TEXTO PARA LEER
******************************
Como ha ocurrido con el covid-19, las señales de advertencia estaban ya ahí. La pobreza no ha comenzado su curva ascendente con el confinamiento, pero este sí que la ha visibilizado y hecho más cruda que nunca. Pese a los anuncios obamísticos de Pedro Sánchez, diciendo que nadie se iba a quedar atrás, las colas en los bancos de alimentos y comedores sociales de estos días demuestran que de momento eso no es cierto. Los ERTE y las ayudas a los autónomos se anunciaron con rapidez, pero han dejado fuera a importantes sectores de la población.

Era un secreto a voces que la economía española estaba sustentada en empleos precarios, una excesiva dependencia del sector servicios y sueldos míseros. Y, por qué no decirlo, en muchas triquiñuelas contables con las que la banca, los grandes grupos empresariales e incluso algunos sectores con participación pública nunca perdían, pese a generar grandes beneficios que no recaen apenas en la sociedad.
******************************
ACTIVIDADES
a) Extrae del texto sobre la pobreza, sin cambiar nada, el trozo que empieza con "Como ha ocurrido" y sigue hasta "de la población.".
b) Continúa el texto sobre la pobreza a partir de su última frase.
Estas líneas no tienen nada que ver con el texto sobre la pobreza.

EXTRACTO DE DATOS
******************************
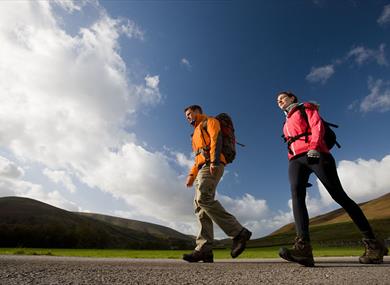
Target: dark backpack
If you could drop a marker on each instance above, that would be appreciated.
(330, 137)
(228, 137)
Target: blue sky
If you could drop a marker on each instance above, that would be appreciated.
(93, 114)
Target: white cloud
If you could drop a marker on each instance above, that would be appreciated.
(379, 97)
(58, 176)
(65, 104)
(362, 55)
(183, 160)
(9, 169)
(70, 5)
(131, 29)
(150, 93)
(385, 16)
(186, 63)
(320, 74)
(12, 184)
(362, 180)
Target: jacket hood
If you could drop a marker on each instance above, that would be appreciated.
(308, 105)
(200, 118)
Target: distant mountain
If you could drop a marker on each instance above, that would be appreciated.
(30, 223)
(336, 227)
(158, 231)
(332, 229)
(376, 209)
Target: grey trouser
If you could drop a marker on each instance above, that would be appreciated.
(209, 210)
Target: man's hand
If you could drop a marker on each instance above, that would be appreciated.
(313, 156)
(213, 168)
(190, 181)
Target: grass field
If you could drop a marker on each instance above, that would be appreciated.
(268, 252)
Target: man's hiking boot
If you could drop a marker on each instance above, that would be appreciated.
(196, 256)
(375, 250)
(301, 253)
(239, 242)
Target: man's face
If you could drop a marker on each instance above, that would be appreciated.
(284, 101)
(191, 116)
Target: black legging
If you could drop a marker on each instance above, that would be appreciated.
(299, 171)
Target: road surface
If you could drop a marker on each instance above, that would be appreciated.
(74, 270)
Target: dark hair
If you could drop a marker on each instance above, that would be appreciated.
(194, 108)
(289, 94)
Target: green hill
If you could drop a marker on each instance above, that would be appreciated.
(30, 223)
(159, 231)
(332, 229)
(336, 228)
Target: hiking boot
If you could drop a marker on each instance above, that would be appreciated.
(239, 242)
(375, 250)
(301, 253)
(196, 256)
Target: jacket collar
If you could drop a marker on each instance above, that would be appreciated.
(200, 118)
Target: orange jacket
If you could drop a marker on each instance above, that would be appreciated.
(206, 143)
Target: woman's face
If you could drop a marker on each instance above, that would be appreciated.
(284, 101)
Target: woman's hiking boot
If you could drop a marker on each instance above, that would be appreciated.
(375, 250)
(239, 242)
(196, 256)
(301, 253)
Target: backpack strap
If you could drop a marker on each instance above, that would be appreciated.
(306, 134)
(205, 151)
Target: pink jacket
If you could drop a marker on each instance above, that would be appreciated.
(296, 125)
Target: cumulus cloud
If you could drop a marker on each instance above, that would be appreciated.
(186, 63)
(359, 54)
(58, 176)
(362, 179)
(320, 74)
(65, 104)
(379, 97)
(13, 184)
(385, 16)
(362, 55)
(66, 101)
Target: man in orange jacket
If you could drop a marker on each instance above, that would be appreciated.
(205, 175)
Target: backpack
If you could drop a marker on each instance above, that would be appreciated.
(330, 137)
(228, 137)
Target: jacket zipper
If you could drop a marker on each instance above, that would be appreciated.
(289, 134)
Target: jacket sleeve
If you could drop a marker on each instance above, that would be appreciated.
(214, 131)
(317, 128)
(193, 171)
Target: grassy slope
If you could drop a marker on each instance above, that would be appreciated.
(377, 209)
(153, 229)
(30, 223)
(332, 229)
(336, 228)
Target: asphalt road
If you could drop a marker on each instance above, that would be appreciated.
(70, 270)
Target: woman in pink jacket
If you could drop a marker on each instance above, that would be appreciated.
(308, 153)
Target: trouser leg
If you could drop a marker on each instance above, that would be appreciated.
(299, 175)
(327, 173)
(208, 209)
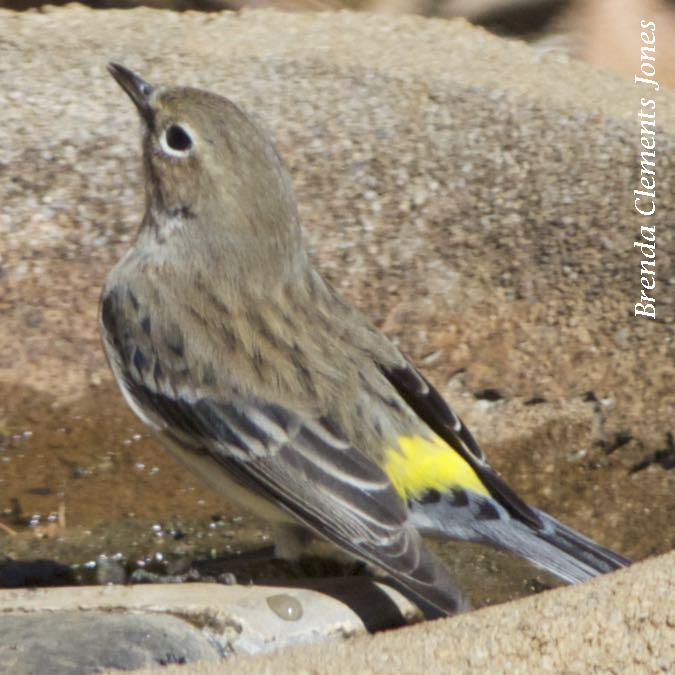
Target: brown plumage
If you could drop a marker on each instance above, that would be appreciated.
(226, 341)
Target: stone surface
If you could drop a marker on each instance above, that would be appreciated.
(620, 623)
(69, 642)
(90, 628)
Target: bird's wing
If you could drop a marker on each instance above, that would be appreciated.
(299, 462)
(430, 407)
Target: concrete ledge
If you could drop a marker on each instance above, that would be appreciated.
(619, 623)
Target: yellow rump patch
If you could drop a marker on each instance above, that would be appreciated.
(420, 464)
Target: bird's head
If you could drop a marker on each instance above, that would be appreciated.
(211, 173)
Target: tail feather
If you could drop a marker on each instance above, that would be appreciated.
(554, 547)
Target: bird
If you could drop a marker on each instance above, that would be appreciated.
(226, 341)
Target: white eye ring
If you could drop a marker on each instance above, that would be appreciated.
(177, 141)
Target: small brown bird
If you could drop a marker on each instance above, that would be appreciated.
(262, 380)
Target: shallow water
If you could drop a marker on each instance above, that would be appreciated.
(86, 488)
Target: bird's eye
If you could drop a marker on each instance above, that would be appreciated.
(177, 140)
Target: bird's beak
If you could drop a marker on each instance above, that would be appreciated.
(138, 90)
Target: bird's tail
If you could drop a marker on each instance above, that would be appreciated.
(551, 546)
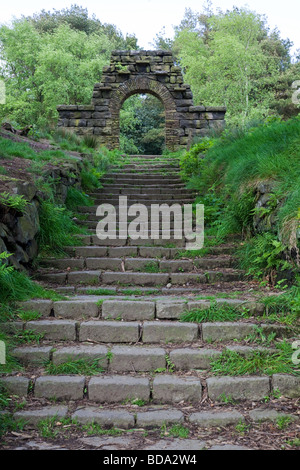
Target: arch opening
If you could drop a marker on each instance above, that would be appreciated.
(142, 125)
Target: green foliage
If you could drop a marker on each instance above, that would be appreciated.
(57, 228)
(15, 285)
(142, 125)
(28, 336)
(75, 198)
(54, 58)
(192, 161)
(9, 424)
(233, 169)
(13, 201)
(232, 59)
(258, 362)
(80, 366)
(177, 430)
(216, 312)
(261, 256)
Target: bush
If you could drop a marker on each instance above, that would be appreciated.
(57, 229)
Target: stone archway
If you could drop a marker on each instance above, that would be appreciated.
(141, 85)
(133, 72)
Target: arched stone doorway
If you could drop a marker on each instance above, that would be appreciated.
(133, 72)
(143, 85)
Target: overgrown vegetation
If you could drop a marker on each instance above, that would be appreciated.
(258, 362)
(229, 174)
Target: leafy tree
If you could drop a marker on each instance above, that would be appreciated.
(51, 59)
(78, 19)
(232, 59)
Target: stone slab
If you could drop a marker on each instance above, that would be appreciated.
(116, 389)
(137, 359)
(128, 310)
(238, 388)
(60, 387)
(105, 418)
(109, 332)
(169, 332)
(33, 417)
(174, 389)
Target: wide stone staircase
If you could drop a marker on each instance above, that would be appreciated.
(124, 304)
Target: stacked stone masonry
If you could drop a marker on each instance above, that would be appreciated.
(142, 72)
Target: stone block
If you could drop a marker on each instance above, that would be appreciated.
(60, 387)
(128, 310)
(169, 332)
(118, 389)
(109, 332)
(187, 358)
(74, 309)
(172, 389)
(105, 418)
(136, 359)
(238, 388)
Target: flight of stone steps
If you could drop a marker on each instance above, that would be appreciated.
(124, 306)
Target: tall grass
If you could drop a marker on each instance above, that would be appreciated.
(233, 168)
(57, 229)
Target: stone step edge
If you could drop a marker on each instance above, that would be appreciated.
(162, 389)
(151, 419)
(149, 332)
(154, 309)
(145, 359)
(140, 251)
(87, 262)
(131, 278)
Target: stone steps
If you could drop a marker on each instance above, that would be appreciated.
(128, 191)
(143, 251)
(145, 351)
(162, 389)
(136, 263)
(115, 330)
(134, 308)
(98, 277)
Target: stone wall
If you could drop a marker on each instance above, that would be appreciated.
(137, 72)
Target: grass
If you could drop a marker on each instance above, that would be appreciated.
(27, 337)
(78, 367)
(57, 229)
(151, 267)
(13, 201)
(17, 286)
(227, 180)
(177, 430)
(9, 424)
(100, 291)
(258, 362)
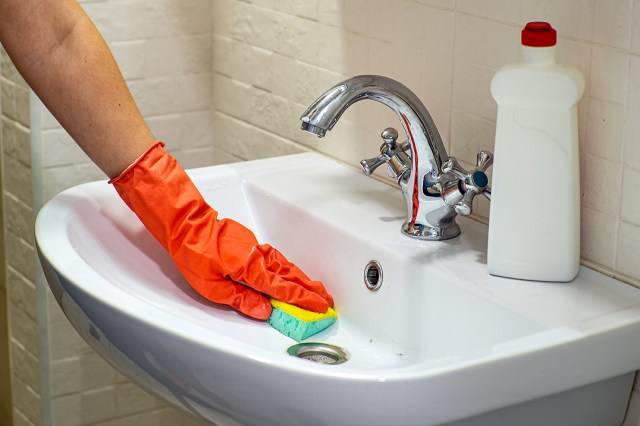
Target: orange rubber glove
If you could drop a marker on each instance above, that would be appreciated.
(221, 259)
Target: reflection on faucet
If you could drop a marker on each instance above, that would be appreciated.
(433, 184)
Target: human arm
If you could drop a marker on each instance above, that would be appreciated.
(61, 55)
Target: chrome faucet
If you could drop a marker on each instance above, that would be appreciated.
(435, 187)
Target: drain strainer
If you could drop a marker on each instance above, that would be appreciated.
(319, 352)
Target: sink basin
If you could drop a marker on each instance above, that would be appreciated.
(440, 340)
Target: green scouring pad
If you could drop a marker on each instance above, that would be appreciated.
(299, 323)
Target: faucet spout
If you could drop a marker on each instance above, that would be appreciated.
(428, 215)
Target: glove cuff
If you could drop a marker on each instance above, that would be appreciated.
(135, 163)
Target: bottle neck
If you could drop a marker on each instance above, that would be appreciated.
(540, 56)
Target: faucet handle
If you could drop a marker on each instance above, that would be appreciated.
(459, 193)
(391, 154)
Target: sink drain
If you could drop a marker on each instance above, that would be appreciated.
(319, 352)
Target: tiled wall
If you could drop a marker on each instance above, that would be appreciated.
(164, 50)
(272, 58)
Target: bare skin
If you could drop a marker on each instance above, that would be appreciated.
(62, 56)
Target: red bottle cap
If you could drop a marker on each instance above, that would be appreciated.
(538, 34)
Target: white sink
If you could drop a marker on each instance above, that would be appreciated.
(441, 340)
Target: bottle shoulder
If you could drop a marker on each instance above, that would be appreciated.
(560, 85)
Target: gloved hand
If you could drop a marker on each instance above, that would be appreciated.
(221, 259)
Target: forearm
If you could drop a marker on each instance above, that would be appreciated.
(64, 59)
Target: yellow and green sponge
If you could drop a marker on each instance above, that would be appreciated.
(299, 323)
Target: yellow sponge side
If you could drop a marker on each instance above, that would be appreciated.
(303, 314)
(299, 323)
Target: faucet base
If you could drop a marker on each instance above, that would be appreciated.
(431, 233)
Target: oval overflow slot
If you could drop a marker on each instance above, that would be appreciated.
(373, 275)
(321, 353)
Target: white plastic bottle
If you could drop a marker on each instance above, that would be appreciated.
(534, 228)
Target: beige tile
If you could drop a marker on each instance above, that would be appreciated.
(630, 211)
(573, 18)
(627, 250)
(609, 75)
(605, 129)
(600, 182)
(613, 24)
(598, 237)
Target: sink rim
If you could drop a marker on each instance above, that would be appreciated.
(141, 309)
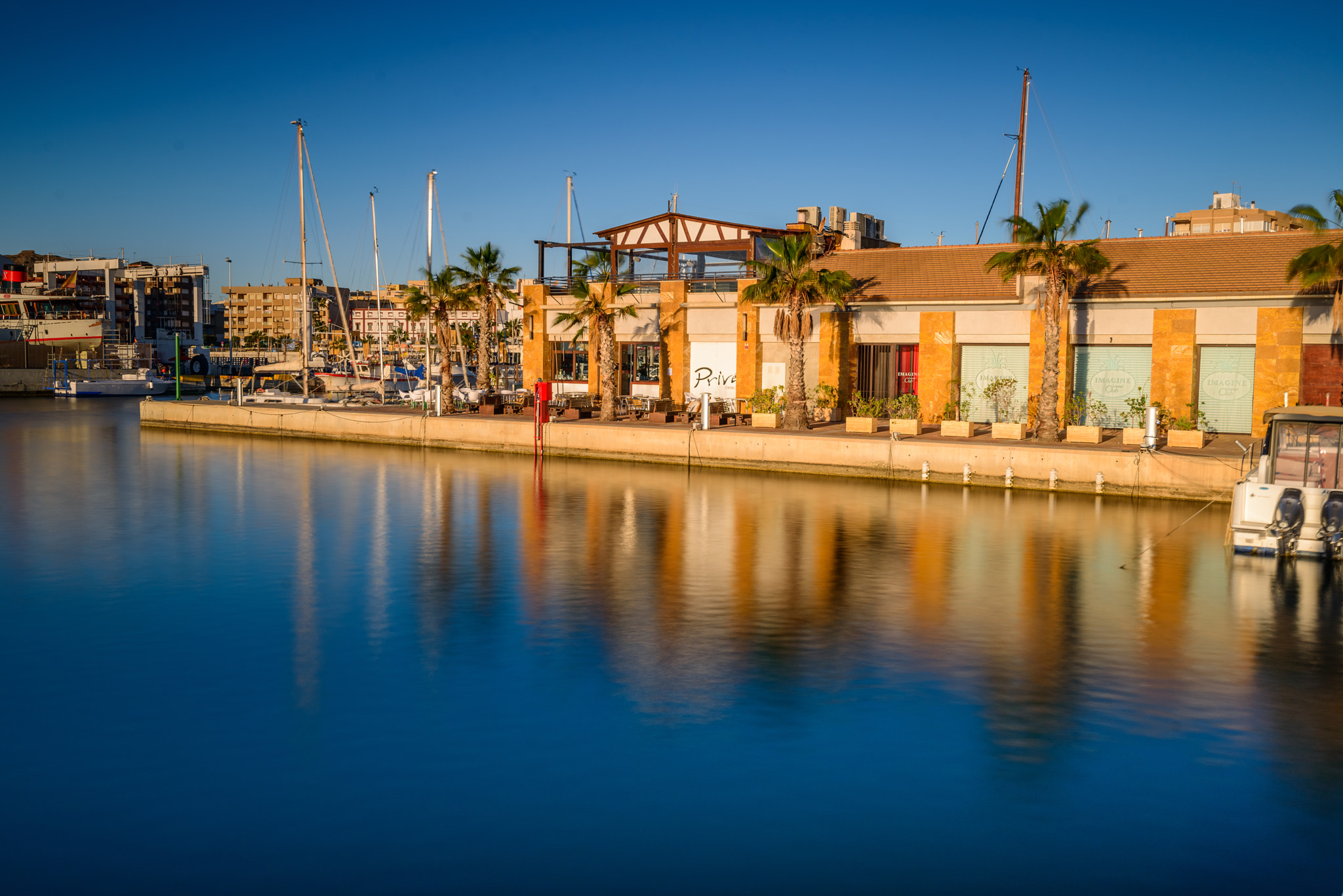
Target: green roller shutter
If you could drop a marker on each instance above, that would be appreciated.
(982, 364)
(1225, 387)
(1112, 375)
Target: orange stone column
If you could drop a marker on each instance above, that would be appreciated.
(939, 362)
(1277, 360)
(676, 345)
(1173, 358)
(748, 349)
(538, 358)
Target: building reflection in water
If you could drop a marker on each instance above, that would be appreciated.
(703, 591)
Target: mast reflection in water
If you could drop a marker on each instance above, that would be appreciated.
(269, 665)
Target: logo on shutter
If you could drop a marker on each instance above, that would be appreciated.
(1112, 381)
(1225, 383)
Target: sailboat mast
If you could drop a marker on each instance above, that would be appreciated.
(1021, 143)
(378, 285)
(429, 257)
(302, 261)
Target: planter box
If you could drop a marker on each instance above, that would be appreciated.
(860, 425)
(766, 421)
(1184, 438)
(1009, 431)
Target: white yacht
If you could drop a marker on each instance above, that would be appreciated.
(1293, 503)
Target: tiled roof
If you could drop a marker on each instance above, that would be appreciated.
(923, 273)
(1201, 265)
(1150, 267)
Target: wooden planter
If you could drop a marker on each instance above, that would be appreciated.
(766, 421)
(1184, 438)
(1009, 431)
(860, 425)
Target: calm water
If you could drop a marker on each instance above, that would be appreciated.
(252, 665)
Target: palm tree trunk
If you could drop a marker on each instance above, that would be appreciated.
(1047, 426)
(610, 366)
(795, 412)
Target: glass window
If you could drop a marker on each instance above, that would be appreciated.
******************************
RESPUESTAS
a)
Como ha ocurrido con el covid-19, las señales de advertencia estaban ya ahí. La pobreza no ha comenzado su curva ascendente con el confinamiento, pero este sí que la ha visibilizado y hecho más cruda que nunca. Pese a los anuncios obamísticos de Pedro Sánchez, diciendo que nadie se iba a quedar atrás, las colas en los bancos de alimentos y comedores sociales de estos días demuestran que de momento eso no es cierto. Los ERTE y las ayudas a los autónomos se anunciaron con rapidez, pero han dejado fuera a importantes sectores de la población.

b)
Pero es que junto a este panorama hay además un problema de diseño de las ayudas: muchos de los que las necesitan quedarán fuera de ellas porque no llegarán a enterarse nunca de que estas existen, porque no contarán con los recursos necesarios para tramitarlas o porque estarán marginalmente por encima de los requisitos mínimos. Es el problema clásico del non take up, que podría quizá solventarse con la implantación de una renta básica y universal. Esta no solo tendría el efecto de paliar el sufrimiento de muchos hogares, sino que serviría de estímulo para un consumo deprimido.

Solo hay que ver lo que nos han contado dos oenegés: Save the Children advierte de que en una de cada cuatro familias se han perdido todas las fuentes de ingresos e Intermón Oxfam recuerda que España es el sexto país más desigual de la UE. Si frente a estos síntomas no repensamos la estructura económica, no habrá medicamento que nos salve.